▸ **Parts of the exercise**:
**a)** In the passage below on COUNTER Release 5, why is leaving OA Gold usage out of TR_J1 an advantage over Release 4? Answer in one to three sentences.
**b)** According to the passage below on COUNTER Release 5, which Standard View shows OA usage?
**c)** Write a continuation of the passage below on COUNTER Release 5, starting after its last sentence.

▸ **Passage shown**:
Project COUNTER provides the Code of Practice that enables publishers and vendors to report usage of their electronic resources in a consistent way. This allows content subscribers to compare data received from different publishers and vendors.

At the start of 2019, Release 5 was installed as the current Code of Practice. This new Code of Practice has been rebuilt almost from scratch, and is introducing a completely new structure with Master Reports and Standard Views, and a whole new set of metrics.

In this blog post, we’re examining the changes from Release 4 to Release 5, and the impact it will have on usage analysis of journal content.

Usage Analysis of Journal Content: Standard View TR_J1

For usage analysis of subscribed journal content, the Standard View TR_J1 “Journal Requests” will be the most commonly used report. It is derived from the Title Master Report by applying pre-defined filters, and it brings some major changes compared to its counterpart in Release 4, the Journal Report 1.

TR_J1 is limited to controlled usage only

The exclusion of OA Gold usage from this report introduces a real advantage in contrast to Release 4. Calculating cost per use for the content you have paid for is much more complicated with Release 4 reports. With those, you have to retrieve two reports, the JR 1 (complete usage) and JR1GOA (the OA subset), and you deduce the JR1GOA totals from the totals in JR1. With the new Standard View TR_J1, you don’t have to do this anymore.

If you are interested in looking at OA usage, you will find it in Standard View TR_J3 “Journal Usage by Access Types,” which breaks down usage by counts for controlled (subscribed) and Open Access content.

Two new metrics for each journal, but no HTML and PDF metrics:

You will find two new metrics in the Standard View “Journal Requests:” “Total Item Requests” show the total number of times a content item was accessed during a session. In contrast, “Unique Item Requests” represent the number of unique content items requested in a session. If a user repeatedly requests the same content during his session, this will only be counted once – regardless of the format of the item! If a user has been viewing HTML full content and then in the same session downloads the PDF of the same article, this is only counted once.

This diagram is an example of how the same usage pattern is represented differently in Release 5 and Release 4:

Platform A presents HTML full text on the landing page of its journals. The counts show a high proportion of HTML usage compared to PDF usage and we can presume that there is a high percentage of cases where a user went from HTML full text view to PDF download of the same article.

▸ **Extracted material**:

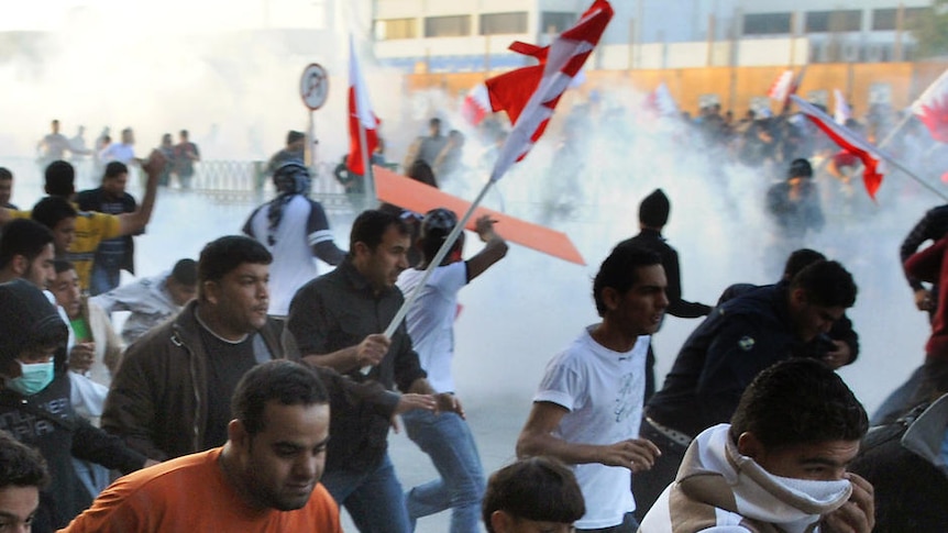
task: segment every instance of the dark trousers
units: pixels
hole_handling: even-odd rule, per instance
[[[600,528],[598,530],[576,530],[576,533],[636,533],[639,529],[639,522],[636,517],[628,512],[622,517],[622,523],[613,525],[611,528]]]
[[[659,433],[652,424],[642,419],[639,437],[648,438],[662,451],[651,470],[632,474],[632,496],[636,498],[636,519],[639,522],[659,499],[665,487],[675,480],[679,466],[685,457],[687,446],[672,441]]]

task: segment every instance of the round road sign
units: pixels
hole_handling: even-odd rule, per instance
[[[302,70],[299,79],[299,96],[307,108],[316,111],[326,103],[329,95],[329,75],[321,65],[312,63]]]

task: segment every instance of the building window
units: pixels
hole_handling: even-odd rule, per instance
[[[527,33],[527,12],[481,15],[481,35]]]
[[[375,21],[375,38],[415,38],[418,36],[415,19],[389,19]]]
[[[791,13],[752,13],[743,15],[745,35],[790,33]]]
[[[471,15],[429,16],[425,19],[426,37],[463,37],[471,35]]]
[[[808,11],[806,13],[806,33],[858,32],[862,30],[862,12],[846,11]]]
[[[580,15],[576,13],[545,11],[540,15],[540,33],[562,33],[577,20]]]
[[[918,27],[918,23],[925,16],[932,15],[932,8],[905,8],[905,18],[902,24],[903,30],[912,30]],[[872,10],[872,30],[875,31],[895,31],[899,22],[897,9],[873,9]]]

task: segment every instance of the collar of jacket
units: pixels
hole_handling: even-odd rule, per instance
[[[902,445],[948,475],[941,457],[941,443],[948,432],[948,395],[928,406],[902,435]]]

▸ **Exercise responses**:
**a)** Excluding OA Gold usage makes calculating cost per use for paid content much simpler. With Release 4, you had to retrieve both the JR1 and JR1GOA reports and subtract the JR1GOA totals from the JR1 totals. TR_J1 removes the need for that step.

**b)** Standard View TR_J3, "Journal Usage by Access Types."

**c)**
Platform B presents article abstracts on the landing page and then links to HTML and PDF full text. For the journal on Platform B, HTML usage is lower than PDF usage. Together with the high count of Unique Item Requests this tells us that there probably were cases where users viewed a HTML full text but did not download the PDF. At the same time, there has been a certain amount of PDF usage that occurred independently from any HTML views. Therefore in the second example, Total and Unique Item Requests are much closer, as you can see in the ratio.

Unique Item Requests will prove to be a very robust metric and will help to make usage on different platforms more comparable with regard to different delivery methods of content.

Impact on Cost per Use Calculations

Now what does all this mean for cost per use calculations? The graph below shows the effect for our two examples. As the counts for Total Item Requests in Release 5 and Reporting Period Totals in Release 4 are the same, we get the same cost per use indicator as before.

However, Release 5 Unique Item Requests will be higher compared to Release 4 Reporting Period PDF counts. Comparing those two metrics, we have to adapt to having lower cost per use indicators.

In a nutshell

  • For usage analysis of subscribed journal content, Standard View “Journal Requests” TR_J1 is your choice.
  • Usage of open access journal content is visible in Standard View “Journal Requests by Access Type” TR_J3.
  • Unique Item Requests is a robust and comparable metric that will help to analyze usage across publishers as it will level the different content delivery methods. It combines HTML and PDF usage but excludes over-counting.
  • Unique Item Requests will have an impact on cost-per-use calculations.

In the next blog post, we will look at the changes in Release 5 of the CoP regarding book and database usage analysis.

You can find more information on COUNTER statistics and on Release 5:

 

*All images by Irene Barbers. Reuse under the CC by 4.0 license.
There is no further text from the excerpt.